* **EXCERPTED RECORDS**

>>>>

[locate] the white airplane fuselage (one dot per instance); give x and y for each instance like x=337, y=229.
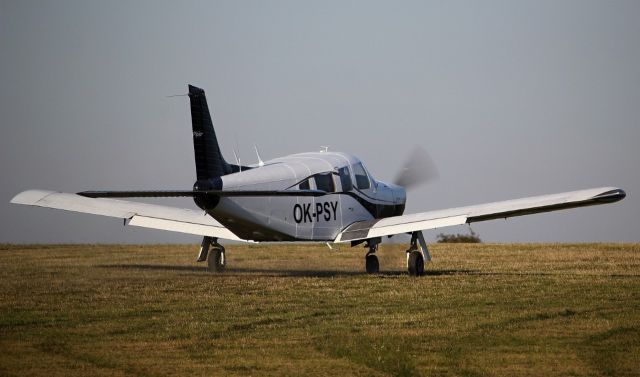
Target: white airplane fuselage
x=352, y=195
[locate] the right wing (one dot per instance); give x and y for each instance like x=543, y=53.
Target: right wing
x=138, y=214
x=362, y=230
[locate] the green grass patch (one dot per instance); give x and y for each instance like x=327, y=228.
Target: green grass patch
x=291, y=309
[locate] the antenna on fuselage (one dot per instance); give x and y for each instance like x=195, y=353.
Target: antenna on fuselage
x=260, y=162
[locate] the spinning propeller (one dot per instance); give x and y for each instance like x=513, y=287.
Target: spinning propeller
x=417, y=169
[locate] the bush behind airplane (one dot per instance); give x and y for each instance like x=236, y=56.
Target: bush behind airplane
x=317, y=197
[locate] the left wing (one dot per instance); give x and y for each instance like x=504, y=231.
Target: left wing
x=499, y=210
x=138, y=214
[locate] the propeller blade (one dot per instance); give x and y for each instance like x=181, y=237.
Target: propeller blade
x=418, y=169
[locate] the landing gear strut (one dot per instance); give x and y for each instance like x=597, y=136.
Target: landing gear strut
x=371, y=260
x=218, y=259
x=417, y=254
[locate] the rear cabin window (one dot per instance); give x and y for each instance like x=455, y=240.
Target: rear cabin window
x=345, y=179
x=324, y=182
x=304, y=185
x=362, y=179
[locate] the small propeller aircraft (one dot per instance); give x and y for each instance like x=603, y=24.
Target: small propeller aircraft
x=317, y=197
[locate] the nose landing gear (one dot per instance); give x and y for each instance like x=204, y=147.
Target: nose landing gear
x=371, y=260
x=417, y=254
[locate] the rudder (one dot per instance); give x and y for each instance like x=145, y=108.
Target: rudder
x=208, y=157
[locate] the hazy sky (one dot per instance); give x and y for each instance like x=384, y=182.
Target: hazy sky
x=510, y=98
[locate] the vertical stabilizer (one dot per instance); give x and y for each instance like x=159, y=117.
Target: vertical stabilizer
x=209, y=160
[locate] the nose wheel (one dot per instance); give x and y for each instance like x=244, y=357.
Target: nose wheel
x=417, y=254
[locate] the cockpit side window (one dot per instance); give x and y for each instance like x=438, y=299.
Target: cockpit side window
x=304, y=185
x=362, y=179
x=345, y=179
x=324, y=182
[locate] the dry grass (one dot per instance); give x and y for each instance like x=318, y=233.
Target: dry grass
x=304, y=310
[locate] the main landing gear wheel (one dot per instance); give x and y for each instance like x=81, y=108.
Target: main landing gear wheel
x=371, y=264
x=415, y=263
x=371, y=260
x=217, y=260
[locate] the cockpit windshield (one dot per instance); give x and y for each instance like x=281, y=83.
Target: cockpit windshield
x=345, y=179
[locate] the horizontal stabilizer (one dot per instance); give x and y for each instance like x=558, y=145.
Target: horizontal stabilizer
x=191, y=193
x=137, y=214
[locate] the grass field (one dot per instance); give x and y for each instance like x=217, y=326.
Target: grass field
x=482, y=309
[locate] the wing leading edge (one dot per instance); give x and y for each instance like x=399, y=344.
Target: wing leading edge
x=490, y=211
x=138, y=214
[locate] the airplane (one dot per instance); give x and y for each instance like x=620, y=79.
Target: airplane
x=317, y=197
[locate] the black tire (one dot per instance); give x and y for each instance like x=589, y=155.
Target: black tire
x=416, y=264
x=371, y=264
x=217, y=260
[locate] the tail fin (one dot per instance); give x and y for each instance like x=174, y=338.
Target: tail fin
x=209, y=160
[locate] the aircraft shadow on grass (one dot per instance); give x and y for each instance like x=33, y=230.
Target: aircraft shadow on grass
x=280, y=272
x=322, y=273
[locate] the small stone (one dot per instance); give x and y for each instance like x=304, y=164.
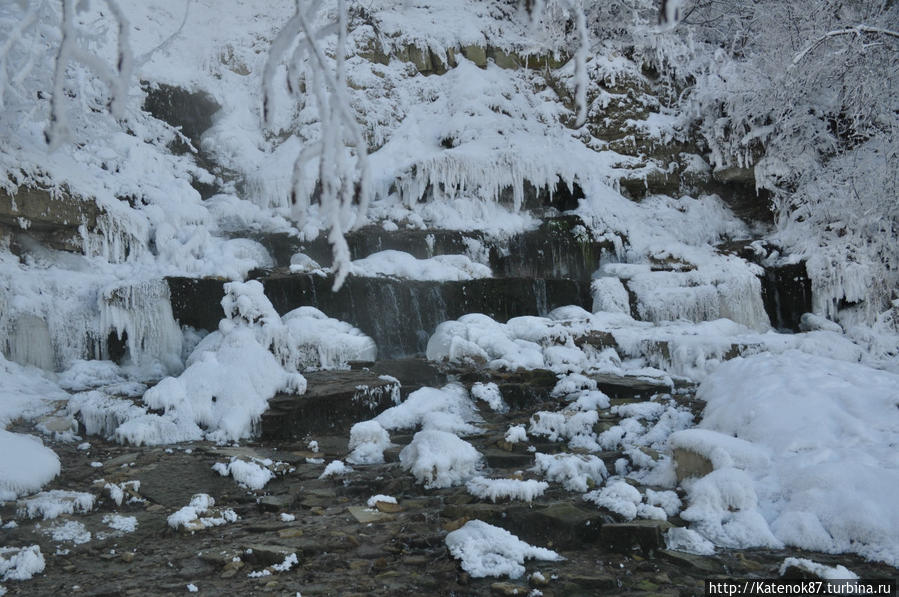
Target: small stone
x=274, y=503
x=594, y=582
x=624, y=536
x=388, y=507
x=507, y=588
x=231, y=569
x=691, y=464
x=688, y=560
x=267, y=555
x=367, y=515
x=455, y=524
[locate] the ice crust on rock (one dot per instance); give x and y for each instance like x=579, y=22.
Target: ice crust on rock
x=397, y=264
x=440, y=459
x=524, y=490
x=486, y=550
x=191, y=518
x=368, y=440
x=574, y=471
x=826, y=427
x=21, y=563
x=821, y=571
x=51, y=504
x=26, y=464
x=253, y=474
x=447, y=409
x=228, y=381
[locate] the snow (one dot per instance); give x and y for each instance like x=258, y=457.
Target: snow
x=117, y=490
x=312, y=340
x=126, y=524
x=335, y=468
x=368, y=440
x=489, y=393
x=51, y=504
x=573, y=425
x=512, y=489
x=440, y=459
x=26, y=464
x=21, y=563
x=827, y=427
x=683, y=539
x=70, y=530
x=191, y=517
x=486, y=550
x=228, y=381
x=576, y=472
x=375, y=499
x=821, y=571
x=252, y=474
x=618, y=497
x=447, y=409
x=515, y=434
x=456, y=151
x=396, y=264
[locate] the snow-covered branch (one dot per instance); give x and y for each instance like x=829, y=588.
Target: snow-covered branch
x=857, y=31
x=117, y=79
x=343, y=170
x=576, y=10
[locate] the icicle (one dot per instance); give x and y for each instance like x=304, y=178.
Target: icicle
x=143, y=312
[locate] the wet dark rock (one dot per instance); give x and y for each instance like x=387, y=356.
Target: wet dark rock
x=421, y=244
x=412, y=373
x=50, y=218
x=562, y=247
x=690, y=464
x=562, y=525
x=409, y=311
x=625, y=536
x=173, y=481
x=626, y=386
x=333, y=402
x=197, y=302
x=686, y=560
x=787, y=294
x=502, y=459
x=190, y=111
x=588, y=584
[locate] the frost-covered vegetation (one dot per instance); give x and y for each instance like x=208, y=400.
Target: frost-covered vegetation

<<<<

* **WHAT IS REQUIRED**
Replace "fuselage" with "body" throughout everything from the start of the items down to the line containing "x=510, y=98", and give those lines back with nothing else altered. Leave the pictures out of your answer.

* **WRITTEN RESPONSE**
[locate] the white airplane body (one dot per instance); give x and y for each instance like x=337, y=229.
Target: white airplane body
x=352, y=195
[locate] the right wing (one dot per instance); give x and y for each instance like x=543, y=53.
Target: right wing
x=138, y=214
x=362, y=230
[locate] the green grass patch (one dot per instance); give x and y for each instance like x=327, y=228.
Target: green grass patch
x=291, y=309
[locate] the antenna on body (one dot per instance); give x and y for each instance like x=195, y=353.
Target: antenna on body
x=260, y=162
[locate] the spinning propeller (one dot per instance); give x and y for each instance like x=513, y=287.
Target: spinning propeller
x=417, y=169
[locate] the bush behind airplane (one dot per instance); give x and y for each instance like x=236, y=56.
Target: bush behind airplane
x=317, y=197
[locate] the left wing (one dot per instance); give x and y for each instance like x=504, y=231.
Target: left wing
x=499, y=210
x=138, y=214
[locate] the propeller blade (one dot per instance); give x and y for each instance like x=181, y=237.
Target: propeller blade
x=418, y=169
[locate] the landing gear strut (one dot per instance); give x and y for each instance like x=597, y=136.
Target: landing gear strut
x=371, y=260
x=218, y=259
x=417, y=254
[locate] the rear cabin window (one dot per instance); give x and y for each instance like x=455, y=240.
Target: rear cabin window
x=345, y=179
x=324, y=182
x=304, y=185
x=362, y=179
[locate] the small propeller aircraft (one dot per instance); give x and y for each instance like x=603, y=24.
Target: small propeller aircraft
x=317, y=197
[locate] the nose landing gear (one dot per instance); give x and y for each instance like x=204, y=147.
Target: nose landing gear
x=371, y=260
x=417, y=254
[locate] the rudder (one dot per instance); give x and y for each instance like x=145, y=108.
Target: rudder
x=208, y=157
[locate] the hazy sky (one dot per instance); give x and y for each instance like x=384, y=182.
Target: hazy sky
x=510, y=98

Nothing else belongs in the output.